From the passage on Nyjer Morgan, extract the text from "Simple answer: Morgan" up to and including "of them entertaining.", copied word for word.

>> start Source extract

The other Brewers had introduced themselves early in camp, revealing little more than their names, hometowns and previous career stops. Morgan planned to be equally cautious, the respectful and deferential newcomer. But as he fidgeted, he thought about what the team's cornerstones, outfielder Ryan Braun and first baseman Prince Fielder, had told him when he walked through the door: "We want you to be yourself."

Morgan could be genuine or he could be polite, but he could not be both. He sweated some more. Finally, he flexed his arms in front of his chest, scrunched his face into an exaggerated scowl, and shouted the first words that came to mind: "What's up f------!" Some of his new teammates sat in confused silence. Others laughed awkwardly. They weren't sure whether to hug or pummel him. "Everybody kind of looked at each other," says John Axford. "It was like, 'Who is this?'"

Simple answer: Morgan is an irreverent 31-year-old centerfielder who spent eight unremarkable seasons in professional baseball, played for two major league teams that never finished better than 24 games under .500, and was traded to Milwaukee for a minor leaguer because outfielder Corey Hart was injured. But the Brewers have discovered over the past five months that there is nothing simple about the appeal of Nyjer Jamid Morgan, a man of many names and voices, poses and expressions, some explicit but every one of them entertaining.

"He has brought silliness back to baseball," says general manager Doug Melvin. Morgan has also helped bring joy back to Milwaukee, where the Brewers are heading for their first division title since their last World Series appearance in 1982, winning nearly three out of every four games at Miller Park. Through Sunday they led the Cardinals by 8½ games in the NL Central and had won 22 of their last 25 overall. The team has even taken on some of Morgan's identity: It's a high-stepping, head-bobbing, shoulder-shimmying juggernaut with an affection for baby oil, naked golf and on-field choreography that stretches baseball's rules of decorum. "We're coming at you like a SWAT team!" Morgan hollers, raising his hands and curling his fingers into claws. "Aaaah!"


In a sport populated by cardboard personalities, Morgan carries on conversations with fans both supportive and hostile, often between pitches. (Fan: "You're horses---." Morgan: "Thank you for supporting your local hero.") His least favorite time of the day is the end, when he retreats to his empty apartment 10 minutes from Miller Park. Last week he adopted a gray cat from a Milwaukee shelter to fill the void. (While he was submitting paperwork, a senior citizen told him, "You make me feel alive.") Morgan is calling the cat "Slick Willie." He calls starting pitcher Shaun Marcum "Meatball," reliever LaTroy Hawkins "Spatula," reliever Marco Estrada "Tha-tha." There is meaning behind all of the monikers, esoteric explanations that only Morgan fully understands.

>> end Source extract
>> start Excerpted data

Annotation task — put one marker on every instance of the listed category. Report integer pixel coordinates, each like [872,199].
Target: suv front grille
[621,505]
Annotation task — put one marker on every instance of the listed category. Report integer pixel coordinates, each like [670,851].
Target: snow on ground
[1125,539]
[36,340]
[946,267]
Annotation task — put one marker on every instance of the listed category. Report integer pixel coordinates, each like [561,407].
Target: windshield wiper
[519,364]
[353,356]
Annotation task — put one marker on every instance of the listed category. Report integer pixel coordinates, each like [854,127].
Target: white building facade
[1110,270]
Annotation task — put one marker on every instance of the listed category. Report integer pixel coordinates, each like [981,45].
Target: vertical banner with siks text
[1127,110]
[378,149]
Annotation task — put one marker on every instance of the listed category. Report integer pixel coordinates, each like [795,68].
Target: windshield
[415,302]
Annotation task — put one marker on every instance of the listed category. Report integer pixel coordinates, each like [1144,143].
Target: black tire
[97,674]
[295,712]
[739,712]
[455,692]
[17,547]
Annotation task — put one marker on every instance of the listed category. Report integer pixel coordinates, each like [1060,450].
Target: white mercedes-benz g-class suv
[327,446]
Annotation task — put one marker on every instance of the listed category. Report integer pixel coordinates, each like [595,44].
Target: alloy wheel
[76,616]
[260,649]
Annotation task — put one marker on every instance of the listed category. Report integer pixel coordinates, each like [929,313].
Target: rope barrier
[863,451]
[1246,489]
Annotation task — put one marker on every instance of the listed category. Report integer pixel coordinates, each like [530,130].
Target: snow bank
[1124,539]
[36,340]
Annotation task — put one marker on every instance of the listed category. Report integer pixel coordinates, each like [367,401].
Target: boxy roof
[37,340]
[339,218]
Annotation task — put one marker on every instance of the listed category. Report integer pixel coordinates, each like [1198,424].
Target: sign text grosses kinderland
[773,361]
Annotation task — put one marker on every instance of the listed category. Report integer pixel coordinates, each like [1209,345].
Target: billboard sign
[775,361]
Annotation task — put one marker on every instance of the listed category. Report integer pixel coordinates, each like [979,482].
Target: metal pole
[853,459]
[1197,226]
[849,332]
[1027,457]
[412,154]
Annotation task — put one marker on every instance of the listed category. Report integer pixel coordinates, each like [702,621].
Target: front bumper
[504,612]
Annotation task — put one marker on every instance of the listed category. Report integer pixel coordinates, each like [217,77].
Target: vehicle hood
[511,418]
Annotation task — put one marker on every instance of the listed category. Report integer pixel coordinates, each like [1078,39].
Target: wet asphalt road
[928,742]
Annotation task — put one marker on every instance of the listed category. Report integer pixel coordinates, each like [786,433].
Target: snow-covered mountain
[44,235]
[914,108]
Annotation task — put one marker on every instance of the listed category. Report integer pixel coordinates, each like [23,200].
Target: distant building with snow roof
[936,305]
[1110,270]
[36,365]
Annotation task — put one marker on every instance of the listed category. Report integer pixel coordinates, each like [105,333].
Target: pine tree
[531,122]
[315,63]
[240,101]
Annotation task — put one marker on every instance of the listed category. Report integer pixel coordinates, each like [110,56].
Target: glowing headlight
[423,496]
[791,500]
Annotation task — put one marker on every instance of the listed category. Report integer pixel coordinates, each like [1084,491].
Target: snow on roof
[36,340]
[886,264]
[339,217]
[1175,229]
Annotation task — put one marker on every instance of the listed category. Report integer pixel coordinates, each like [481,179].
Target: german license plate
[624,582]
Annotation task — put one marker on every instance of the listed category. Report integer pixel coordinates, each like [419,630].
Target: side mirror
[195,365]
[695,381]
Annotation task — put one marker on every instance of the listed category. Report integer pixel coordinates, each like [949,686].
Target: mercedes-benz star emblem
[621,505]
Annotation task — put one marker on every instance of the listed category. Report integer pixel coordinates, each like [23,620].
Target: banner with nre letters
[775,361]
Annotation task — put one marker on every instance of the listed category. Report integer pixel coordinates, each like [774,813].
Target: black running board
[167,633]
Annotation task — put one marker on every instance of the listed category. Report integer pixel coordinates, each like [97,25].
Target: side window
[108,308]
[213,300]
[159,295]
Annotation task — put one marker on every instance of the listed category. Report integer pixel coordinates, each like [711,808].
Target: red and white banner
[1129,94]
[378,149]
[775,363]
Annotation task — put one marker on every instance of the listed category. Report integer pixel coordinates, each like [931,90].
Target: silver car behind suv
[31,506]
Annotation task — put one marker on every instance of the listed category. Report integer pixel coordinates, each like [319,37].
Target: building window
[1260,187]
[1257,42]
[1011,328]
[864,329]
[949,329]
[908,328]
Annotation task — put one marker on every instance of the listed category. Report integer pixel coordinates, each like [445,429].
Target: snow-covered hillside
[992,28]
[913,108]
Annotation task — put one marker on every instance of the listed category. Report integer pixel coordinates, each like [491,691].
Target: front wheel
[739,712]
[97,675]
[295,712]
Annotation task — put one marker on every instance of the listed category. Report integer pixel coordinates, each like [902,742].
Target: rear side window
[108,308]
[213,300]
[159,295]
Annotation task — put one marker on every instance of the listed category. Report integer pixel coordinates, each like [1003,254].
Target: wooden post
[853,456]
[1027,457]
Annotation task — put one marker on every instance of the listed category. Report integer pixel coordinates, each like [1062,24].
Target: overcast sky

>> end Excerpted data

# Finished answer
Simple answer: Morgan is an irreverent 31-year-old centerfielder who spent eight unremarkable seasons in professional baseball, played for two major league teams that never finished better than 24 games under .500, and was traded to Milwaukee for a minor leaguer because outfielder Corey Hart was injured. But the Brewers have discovered over the past five months that there is nothing simple about the appeal of Nyjer Jamid Morgan, a man of many names and voices, poses and expressions, some explicit but every one of them entertaining.